→ **WHAT YOU WILL DO**
Copy the listing below line by line, keeping each line's wording, order and punctuation unchanged.

## BEGIN

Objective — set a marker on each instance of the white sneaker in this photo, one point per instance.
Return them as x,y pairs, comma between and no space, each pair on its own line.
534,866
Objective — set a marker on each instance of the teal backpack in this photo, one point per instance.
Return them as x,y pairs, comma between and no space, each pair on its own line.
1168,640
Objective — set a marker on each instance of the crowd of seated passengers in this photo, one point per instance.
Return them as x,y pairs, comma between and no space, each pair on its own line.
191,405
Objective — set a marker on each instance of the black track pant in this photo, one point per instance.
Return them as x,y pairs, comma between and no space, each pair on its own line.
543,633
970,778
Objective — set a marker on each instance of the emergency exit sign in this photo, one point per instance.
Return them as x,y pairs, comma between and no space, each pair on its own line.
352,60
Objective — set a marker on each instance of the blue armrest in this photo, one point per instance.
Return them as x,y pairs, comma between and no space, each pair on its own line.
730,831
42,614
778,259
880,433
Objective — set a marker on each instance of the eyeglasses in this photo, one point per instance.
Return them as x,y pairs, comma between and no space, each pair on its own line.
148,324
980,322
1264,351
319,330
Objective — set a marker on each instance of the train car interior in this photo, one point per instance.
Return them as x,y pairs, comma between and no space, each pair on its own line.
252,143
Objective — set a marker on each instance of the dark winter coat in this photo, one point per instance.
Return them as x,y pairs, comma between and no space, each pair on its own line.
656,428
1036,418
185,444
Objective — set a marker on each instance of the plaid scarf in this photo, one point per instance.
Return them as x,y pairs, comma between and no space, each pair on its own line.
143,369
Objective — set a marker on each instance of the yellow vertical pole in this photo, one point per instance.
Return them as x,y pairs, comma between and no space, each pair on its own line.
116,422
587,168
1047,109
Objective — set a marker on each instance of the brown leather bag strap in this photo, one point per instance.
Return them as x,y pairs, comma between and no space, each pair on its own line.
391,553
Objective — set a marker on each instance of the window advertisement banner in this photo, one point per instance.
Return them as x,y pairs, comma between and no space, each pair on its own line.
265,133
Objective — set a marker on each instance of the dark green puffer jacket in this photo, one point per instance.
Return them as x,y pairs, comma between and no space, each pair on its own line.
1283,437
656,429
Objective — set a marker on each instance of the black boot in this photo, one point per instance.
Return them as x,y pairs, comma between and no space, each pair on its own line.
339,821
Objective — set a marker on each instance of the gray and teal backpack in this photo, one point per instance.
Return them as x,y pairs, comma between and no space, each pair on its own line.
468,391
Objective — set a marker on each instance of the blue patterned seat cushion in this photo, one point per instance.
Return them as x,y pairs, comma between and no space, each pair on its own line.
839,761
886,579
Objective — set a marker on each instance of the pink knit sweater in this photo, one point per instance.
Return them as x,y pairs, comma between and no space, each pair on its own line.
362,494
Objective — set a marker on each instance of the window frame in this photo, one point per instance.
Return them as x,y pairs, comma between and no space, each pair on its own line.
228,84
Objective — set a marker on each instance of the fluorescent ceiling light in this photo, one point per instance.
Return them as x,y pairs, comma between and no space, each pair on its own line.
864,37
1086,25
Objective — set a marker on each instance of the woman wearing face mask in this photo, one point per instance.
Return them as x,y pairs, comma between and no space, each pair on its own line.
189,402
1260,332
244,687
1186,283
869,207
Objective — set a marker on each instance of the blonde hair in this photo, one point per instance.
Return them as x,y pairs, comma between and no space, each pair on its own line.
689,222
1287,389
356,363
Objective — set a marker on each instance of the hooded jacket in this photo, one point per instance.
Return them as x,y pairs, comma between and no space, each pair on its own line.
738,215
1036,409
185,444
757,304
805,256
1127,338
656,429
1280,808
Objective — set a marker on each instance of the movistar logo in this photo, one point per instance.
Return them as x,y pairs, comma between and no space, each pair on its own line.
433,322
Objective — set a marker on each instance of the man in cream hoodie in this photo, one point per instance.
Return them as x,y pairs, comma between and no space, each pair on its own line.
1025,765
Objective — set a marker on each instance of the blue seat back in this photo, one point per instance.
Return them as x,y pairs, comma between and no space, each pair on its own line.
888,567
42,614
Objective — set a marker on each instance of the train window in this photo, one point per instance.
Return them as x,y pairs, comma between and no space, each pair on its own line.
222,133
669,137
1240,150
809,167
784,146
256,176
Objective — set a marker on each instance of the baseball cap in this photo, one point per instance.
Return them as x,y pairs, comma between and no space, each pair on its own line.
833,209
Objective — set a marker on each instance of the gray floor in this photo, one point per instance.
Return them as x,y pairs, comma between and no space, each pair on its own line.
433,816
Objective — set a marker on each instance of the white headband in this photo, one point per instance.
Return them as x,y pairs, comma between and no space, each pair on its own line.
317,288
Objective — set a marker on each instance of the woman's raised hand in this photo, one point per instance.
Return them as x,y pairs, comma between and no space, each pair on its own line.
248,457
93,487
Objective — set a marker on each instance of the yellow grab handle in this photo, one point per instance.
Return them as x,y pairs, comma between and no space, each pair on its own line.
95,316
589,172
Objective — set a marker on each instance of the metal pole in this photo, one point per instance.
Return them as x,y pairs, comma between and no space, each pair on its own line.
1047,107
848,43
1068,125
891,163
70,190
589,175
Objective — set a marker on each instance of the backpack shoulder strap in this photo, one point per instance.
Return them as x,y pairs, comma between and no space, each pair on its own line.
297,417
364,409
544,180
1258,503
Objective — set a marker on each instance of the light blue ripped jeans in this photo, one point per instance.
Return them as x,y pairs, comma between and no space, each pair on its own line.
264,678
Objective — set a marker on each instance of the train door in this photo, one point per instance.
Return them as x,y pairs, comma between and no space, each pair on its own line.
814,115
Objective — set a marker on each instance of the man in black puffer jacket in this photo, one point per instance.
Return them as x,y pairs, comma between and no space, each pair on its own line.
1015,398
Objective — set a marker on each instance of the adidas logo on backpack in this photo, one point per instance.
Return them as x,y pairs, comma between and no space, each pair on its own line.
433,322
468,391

## END

→ **RESULT OF THE EXERCISE**
Objective — set a marker on each instance of the white sneaker in this photo, one point per instance.
Return them as x,y pairs, comma between and no space, each pair on its own line.
534,866
Objective — set a marker on each instance of the teal backpack in this photo, one point per instance.
Return them as x,y pairs, comma between and no space, each pair on its own line.
1168,640
Objective — set a marker on each instance of the crowd of seated passengers in this photo, one point per instance.
Return them as x,y pairs, comma between and no space, each pair on its own line.
191,405
Objective — set a marker on each instance of the black track pant in this photo, one point per instance.
Return them as x,y pairs, comma between and no space, each pair on its own line.
543,633
970,778
Objective — set a marker on each instance of the emergency exit sign in this photo, one point per instance.
Return them as x,y pairs, comma between and no space, each pair on its own line.
352,60
Objective — set a marker on each instance of the blue armrest in this photo, one point per instance.
Return them as x,y pairs, comma between and no space, each pair on its own line.
730,831
42,614
778,259
880,433
Objective — set a marker on each instance of the eyeglasses in this photo, one point per instance.
Return them as x,y pairs, comma between and no space, each pair on its own line.
148,324
980,322
1264,351
319,330
Objective — set a marker on each instance of the train car interior in this photo, one point per instance.
Return them as x,y pairs, comma between and no space, each pair on its own line.
252,143
Objective — set a marker on each instance of the dark winter coat in this photo, one point per instance.
Return them as x,y pairs, comma between and no space, each pair on its own line.
656,428
1036,418
185,444
Objective — set a marker on each instance of the plaid scarf in this photo, one point per instance.
Return them as x,y pairs, comma between and no space, each pair on its own line.
143,369
Objective — set a marker on each instance of the yellow vertical pole in this photo, one point per instance.
Return them as x,y pairs, comma between and no space, each pair on its own line.
116,422
587,168
1047,109
Objective — set a marker on each instance of the brown leather bag strap in this photo, one point per instance.
Return them as x,y pairs, comma between and no space, each pair on its own line.
391,553
Objective — set a marker on each instance of the window advertisement banner in this photo, one point per instance.
Return them as x,y pairs, comma between and no space, each pair on its own line.
265,133
Objective — set a marker on each instance of the dark green puffer jacket in this photo, one point per instance.
Return them as x,y pairs, comma between and no space, each pair on its own line.
1283,437
656,429
Objective — set a marker on each instance of the black boot in this photo, one point per instance.
Return them as x,y pairs, comma between and no space, each pair on its own line.
339,821
Objective — set a marker on each instance of the gray and teal backpack in this photo, one point per instance.
Return them as x,y pairs, comma between and no space, each pair on its own line.
468,391
Objective — set a marker on each instance of the blue patterned seat cushion in this photo, one point per instance.
Return them as x,y pairs, comma between and no space, each pair on its own line.
839,761
886,579
Objective — set a marker on each instance of the pink knit sweater in this photo, one point per instance.
Return them as x,y pairs, comma between and no space, each pair on its own line.
362,494
Objective — set a marker on each instance of the window frame in this photo, one point per instance.
Return them as x,y pairs, comma between and no space, each pair on its own line.
228,84
Objective — set a marker on each instance of the fluorescent ceiling light in this photo, one point per instance.
Return them as x,y pairs, comma between and no space, each pair on its own line.
864,37
1086,25
Objective — set a marker on each instance of the woman wearing face mask in this photo, one point per instance.
Return them as x,y pairs, comma between and no space, each pair on its own line.
189,402
1260,332
244,687
1186,283
869,207
Objective — set a marker on each instance of the blonde hair in this photo, one point per instance.
Return them as x,y pairs, comma between and no space, each pair on its own line.
689,222
1287,389
356,363
Objective — set a marker on each instance of the hooded jacket in this photo, one point per instance.
Return them as x,y pairs, comma between and no space, each pair on its own line.
738,215
1036,409
185,444
757,304
805,256
1127,338
656,429
1280,808
Objective — set a marker on each instance of the movistar logo in this photo, one point per instance.
Return them as x,y pairs, comma between and no space, each pair on its own line.
433,322
Objective — set a marker on each instance of the man in cream hoodie in this photo, one point per instance.
Return them as x,y pairs, comma between and no space, each pair on its own line.
1025,765
Objective — set a marker on each instance of the blue seat back in this photo, one point per instance.
Return them as x,y pairs, comma between and no space, each pair on its own line.
888,567
42,614
Objective — set a marker on each instance of the train window in this photo, one point per instance.
Return them as x,y pairs, comma between and no space, each pair on its own line.
222,133
669,137
1240,150
809,167
784,146
256,176
Objective — set a marker on each instance of the baseball cap in this photo, one point per instance.
Return them as x,y pairs, comma between and no space, each pair on its own line.
833,209
Objective — set a marker on each instance of the gray floor in this photo, one point per instance.
Return them as x,y pairs, comma between and no space, each pair on its own line.
433,816
Objective — set a marker on each instance of the white headband in this photo, one point per instance.
Return them as x,y pairs, comma between and no space, each pair on its own line.
317,288
Objective — set a marker on each instance of the woman's raised hand in this photo, one point per instance.
Return them as x,y pairs, comma between and no space, each pair on its own line.
248,457
93,487
Objective — set a marker on each instance of the yellow grab handle in this photo, one point per instance.
Return them as x,y pairs, comma between and no space, each pair on its own line.
95,316
589,172
Objective — set a marker on each instance of the metal pole in this photo, one point per instance.
Return them as x,y pairs, comma between and no space, each pair on its own line.
1047,107
848,43
1068,125
891,163
70,190
589,175
Objective — set a marker on each instance of the backpack shoulder strap in this photo, one point per instance.
Return them as x,y pairs, comma between and no space, each pair on its own line.
297,417
364,409
544,180
1258,503
Objective — set a marker on each instance of the light blue ripped jeans in this photo, one point per instance.
Return them as x,y pairs, comma between and no space, each pair on its own line.
264,678
Objective — set a marker on each instance of the train door in this photo, one point per instance.
Return them as x,y pairs, comma between and no space, each pair on its own line.
814,115
Objective — set a marker on each instance of the man in black puffer jacket in this photo, one point per instance.
Return them as x,y pairs, comma between and no space, each pair on its own line.
1015,398
Objective — set a marker on each instance of the adidas logo on backpack in this photo, one point per instance.
Return them as x,y pairs, comma between and no space, each pair on its own line.
433,322
468,391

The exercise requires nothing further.